### Passage provided
In various embodiments, the computing unit includes one or more hardware and/or software interfaces and/or one or more memory devices. A memory device may be implemented as a volatile data memory, for example a dynamic random access memory, DRAM, or a static random access memory, SRAM, or as a nonvolatile data memory, for example a read-only memory, ROM, a programmable read-only memory, PROM, an erasable read-only memory, EPROM, an electrically erasable readonly memory, EEPROM, a flash memory or flash EEPROM, a ferroelectric random access memory, FRAM, a magnetoresistive random access memory, MRAM, or a phase-change random access memory, PCRAM.

An artificial neural network can be understood as a software code or a compilation of several software code components, wherein the software code may comprise several software modules for different functions, for example one or more encoder modules and one or more decoder modules. An artificial neural network can be understood as a nonlinear model or algorithm that maps an input to an output, wherein the input is given by an input feature vector or an input sequence. A software module may be understood as a portion of software code functionally connected and combined to a unit. A software module may comprise or implement several processing steps and/or data structures.
######
### Material provided
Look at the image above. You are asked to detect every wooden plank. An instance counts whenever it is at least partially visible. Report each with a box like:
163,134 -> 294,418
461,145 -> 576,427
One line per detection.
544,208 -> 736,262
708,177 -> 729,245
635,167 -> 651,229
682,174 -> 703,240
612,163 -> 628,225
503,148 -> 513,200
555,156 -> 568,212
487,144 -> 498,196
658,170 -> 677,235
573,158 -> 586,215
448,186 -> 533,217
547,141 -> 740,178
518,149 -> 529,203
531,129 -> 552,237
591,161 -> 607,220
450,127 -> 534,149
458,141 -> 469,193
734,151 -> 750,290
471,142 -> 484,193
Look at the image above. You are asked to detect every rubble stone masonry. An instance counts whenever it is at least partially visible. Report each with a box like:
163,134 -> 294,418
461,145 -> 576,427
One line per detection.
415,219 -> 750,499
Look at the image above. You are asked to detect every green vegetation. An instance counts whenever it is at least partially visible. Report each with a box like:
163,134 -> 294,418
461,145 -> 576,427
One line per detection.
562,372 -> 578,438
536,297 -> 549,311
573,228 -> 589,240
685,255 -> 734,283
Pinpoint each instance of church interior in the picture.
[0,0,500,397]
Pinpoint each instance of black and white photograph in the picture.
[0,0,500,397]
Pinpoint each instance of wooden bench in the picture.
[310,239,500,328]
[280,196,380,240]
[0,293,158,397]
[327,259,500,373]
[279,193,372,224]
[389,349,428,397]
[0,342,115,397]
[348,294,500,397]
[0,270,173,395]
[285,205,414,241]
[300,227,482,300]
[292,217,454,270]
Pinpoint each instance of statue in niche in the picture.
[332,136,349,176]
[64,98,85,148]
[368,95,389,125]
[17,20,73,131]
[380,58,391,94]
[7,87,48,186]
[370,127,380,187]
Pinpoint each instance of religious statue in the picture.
######
• Tasks and exercises:
• 1. Decide whether each statement below agrees with the passage on memory devices and neural networks: (a) a static random access memory is given as an example of a nonvolatile data memory; (b) an artificial neural network can be understood as a nonlinear model that maps an input to an output; (c) a software module may comprise several processing steps. Answer yes or no for each, quoting the deciding words of the passage.
• 2. Carry on the passage on memory devices and neural networks, writing onward from its final sentence.

• Solved tasks:
• 1.
(a) No: "a volatile data memory, for example a dynamic random access memory, DRAM, or a static random access memory, SRAM"
(b) Yes: "An artificial neural network can be understood as a nonlinear model or algorithm that maps an input to an output"
(c) Yes: "A software module may comprise or implement several processing steps and/or data structures."

• 2.
Computer vision algorithms, which may also be denoted as machine vision algorithms or algorithms for automatic visual perception, may be considered as computer algorithms for performing a visual perception task automatically. A visual perception task, also denoted as computer vision task, may for example be understood as a task for extracting visual information from image data. In particular, the visual perception task may in principle be performed by a human, which is able to visually perceive an image corresponding to the image data. In the present context, however, visual perception tasks are performed automatically without requiring the support of a human.

For example, a computer vision algorithm may be understood as an image processing algorithm or an algorithm for image analysis, which is trained using machine learning and may for example be based on an artificial neural network, in particular a convolutional neural network.

For example, the computer vision algorithm may include an object detection algorithm, an obstacle detection algorithm, an object tracking algorithm, a classification algorithm, and/or a segmentation algorithm.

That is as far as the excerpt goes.